To do
Only the lines from the one containing "Target: blue rope" to the end of the data should be copied, exactly and without pictures.

Dataset records
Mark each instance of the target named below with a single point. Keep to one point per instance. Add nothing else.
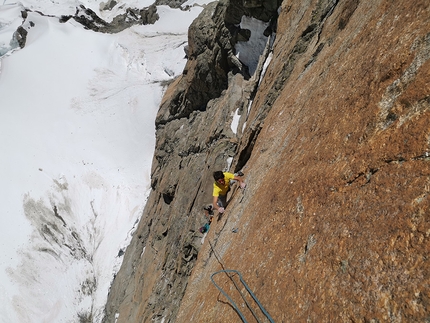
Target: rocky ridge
(334, 223)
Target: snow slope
(77, 112)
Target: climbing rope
(248, 290)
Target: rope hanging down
(248, 290)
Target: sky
(77, 135)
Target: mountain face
(334, 141)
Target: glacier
(77, 135)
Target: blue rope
(247, 288)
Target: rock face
(334, 223)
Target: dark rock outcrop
(334, 223)
(133, 16)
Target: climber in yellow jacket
(222, 183)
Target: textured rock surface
(334, 224)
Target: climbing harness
(248, 290)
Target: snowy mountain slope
(77, 113)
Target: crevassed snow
(77, 134)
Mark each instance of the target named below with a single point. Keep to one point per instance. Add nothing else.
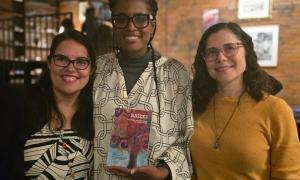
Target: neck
(133, 54)
(67, 105)
(231, 90)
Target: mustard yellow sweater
(260, 142)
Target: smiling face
(68, 80)
(133, 41)
(226, 70)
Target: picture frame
(254, 9)
(265, 40)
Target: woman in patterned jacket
(60, 133)
(136, 78)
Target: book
(129, 139)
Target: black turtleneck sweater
(133, 67)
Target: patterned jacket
(169, 135)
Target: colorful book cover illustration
(129, 139)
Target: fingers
(121, 171)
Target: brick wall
(180, 28)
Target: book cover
(129, 139)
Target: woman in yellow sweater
(241, 130)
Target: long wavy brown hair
(256, 81)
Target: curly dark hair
(152, 4)
(43, 108)
(256, 81)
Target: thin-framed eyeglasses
(228, 50)
(140, 21)
(79, 63)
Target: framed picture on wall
(265, 40)
(250, 9)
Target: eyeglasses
(140, 21)
(80, 63)
(228, 50)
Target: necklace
(216, 144)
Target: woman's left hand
(145, 173)
(150, 173)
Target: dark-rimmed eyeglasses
(228, 50)
(140, 21)
(79, 63)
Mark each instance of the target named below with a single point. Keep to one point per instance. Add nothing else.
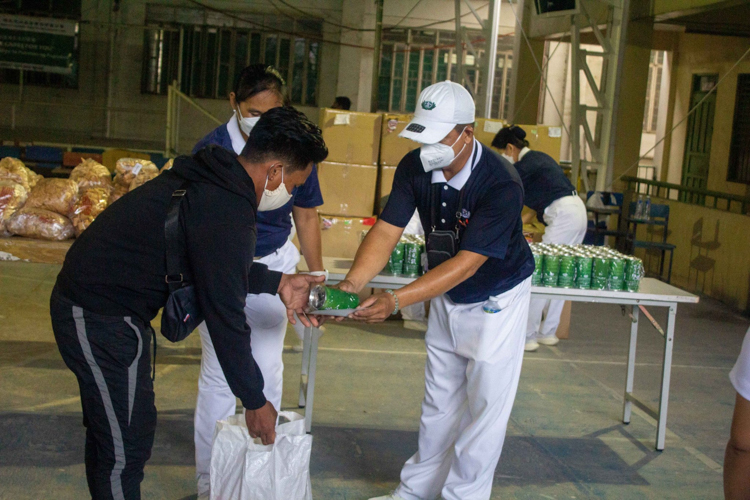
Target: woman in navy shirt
(258, 89)
(549, 192)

Exercise answer
Target: blue rope
(247, 288)
Target: rock face
(334, 223)
Target: dark rock outcrop
(334, 223)
(133, 16)
Target: climber in yellow jacket
(222, 183)
Target: textured rock surface
(334, 224)
Target: climbing harness
(248, 290)
Target: snowy mountain slope
(77, 113)
Target: crevassed snow
(77, 134)
Mark each instance of the target named below with a single point. Keep to one point per instance. Add nothing else.
Target: neck
(133, 54)
(67, 105)
(231, 90)
Target: mustard yellow sweater
(260, 142)
Target: smiling face
(68, 80)
(133, 41)
(226, 70)
Target: picture frame
(254, 9)
(265, 40)
Target: woman in patterned jacket
(60, 133)
(136, 78)
Target: book
(129, 139)
Target: black turtleneck sweater
(133, 67)
Target: patterned jacket
(169, 135)
Target: colorful book cover illustration
(129, 139)
Target: fingers
(121, 171)
Target: brick wall
(180, 28)
Target: book cover
(129, 139)
Target: woman in yellow sweater
(241, 130)
Target: long wavy brown hair
(256, 81)
Target: curly dark hair
(152, 4)
(43, 108)
(256, 81)
Target: thin-framed eyeglasses
(228, 50)
(140, 21)
(79, 63)
Target: framed picture on wall
(265, 40)
(250, 9)
Target: eyeglasses
(140, 21)
(80, 63)
(228, 50)
Target: necklace
(216, 144)
Target: woman's left hand
(145, 173)
(150, 173)
Target: dark-rimmed eyeglasses
(228, 50)
(140, 21)
(79, 63)
Mark each instance of the target named below with a single point. Keep to one point per instance. Add nothing else.
Target: woman in navy shirt
(258, 89)
(549, 192)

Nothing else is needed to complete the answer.